Nasza Loteria SR - pasek na kartach artykułów

Sport szkolny. Program "Mały Mistrz" zbiera już owoce

Wojciech Koerber
Wicemarszałek Jerzy Michalak (z lewej) i mistrz świata w rzucie młotem Paweł Fajdek. Obaj wspierają przedsięwzięcie.
Wicemarszałek Jerzy Michalak (z lewej) i mistrz świata w rzucie młotem Paweł Fajdek. Obaj wspierają przedsięwzięcie. Urząd Marszałkowski Województwa Dolnośląski
Paweł Fajdek, Paweł Rańda, Dariusz Sztylka i Rafał Omelko to tylko niektórzy dolnośląscy sportowcy, którzy wspierają ogólnopolski program "Mały Mistrz", pomagający wychowywać aktywne i zdrowe społeczeństwo. Inauguracja nowej edycji przedsięwzięcia miała ostatnio miejsce w ogromnych rozmiarów hali należącej do Szkoły Podstawowej Nr 16 we Wrocławiu (ul. Wietrzna).

W krótkich żołnierskich słowach "Mały Mistrz" to projekt zachęcający dzieci z klas I-II do ruchu oraz wychowujący i edukujący poprzez sport. M.in. przy pomocy piłek "Eduball", które przed paru ładnych laty stworzyła grupa naukowców m.in. z Andrzejem Rokitą, prorektorem wrocławskiej AWF w składzie. Piłki oznaczone literami, cyframi, a także innymi znakami dają ogromne pole do popisu, gdy chodzi o rozwijanie młodych umysłów w czasie ruchu. Zatem jest to połączenie przyjemnego z pożytecznym.

Przy ul. Wietrznej bawiły się i ruszały dzieci z trzech placówek: wspomnianej Szkoły Podstawowej Nr 16, Aktywnej Małej Szkoły z Wrocławia oraz Szkoły Podstawowej nr 8 w Oleśnicy. A wraz z dziećmi ruszali się też więksi mistrzowie i znaczące persony.
Ogólnopolskim ambasadorem programu jest m.in. Paweł Fajdek, podwójny mistrz świata w rzucie młotem, a pewnie też... mistrz olimpijski z Rio de Janeiro. Obecnie pochodzący z dolnośląskiego Żarowa atleta jest niby w okresie roztrenowania, lecz rozdawanie autografów to w jego przypadku zajęcie wymagające sporej kondycji i cierpliwości. Kolejka chętnych jest niekończąca się. Młociarz nie zawiódł i pojawił się przy ul. Wietrznej, zresztą niebawem sam będzie korzystał z rad "Małego Mistrza". Otóż w kwietniu przyszła na świat jego córeczka, Laila.

☆ ☆ ☆ ☆

**ZADANIA:**
[a] Jak ma na imię córeczka Pawła Fajdka, o której wspomina artykuł o programie „Mały Mistrz”?
[b] Przytocz dokładnie fragment artykułu o programie „Mały Mistrz”, zaczynając od słów „Sport szkolny. Program” i kończąc na słowach „Wrocławiu (ul. Wietrzna).”.
Zamieszczone dalej wiersze nie mają żadnego związku z artykułem o programie „Mały Mistrz”.

**ZAPISANE DANE:**
☆ ☆ ☆ ☆

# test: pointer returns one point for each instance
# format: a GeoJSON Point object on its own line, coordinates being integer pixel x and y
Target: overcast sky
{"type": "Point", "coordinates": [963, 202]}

☆ ☆ ☆ ☆

**ODPOWIEDZI DO ZADAŃ:**
[a] Laila.

[b]
Sport szkolny. Program "Mały Mistrz" zbiera już owoce

Wojciech Koerber
Wicemarszałek Jerzy Michalak (z lewej) i mistrz świata w rzucie młotem Paweł Fajdek. Obaj wspierają przedsięwzięcie.
Wicemarszałek Jerzy Michalak (z lewej) i mistrz świata w rzucie młotem Paweł Fajdek. Obaj wspierają przedsięwzięcie. Urząd Marszałkowski Województwa Dolnośląski
Paweł Fajdek, Paweł Rańda, Dariusz Sztylka i Rafał Omelko to tylko niektórzy dolnośląscy sportowcy, którzy wspierają ogólnopolski program "Mały Mistrz", pomagający wychowywać aktywne i zdrowe społeczeństwo. Inauguracja nowej edycji przedsięwzięcia miała ostatnio miejsce w ogromnych rozmiarów hali należącej do Szkoły Podstawowej Nr 16 we Wrocławiu (ul. Wietrzna).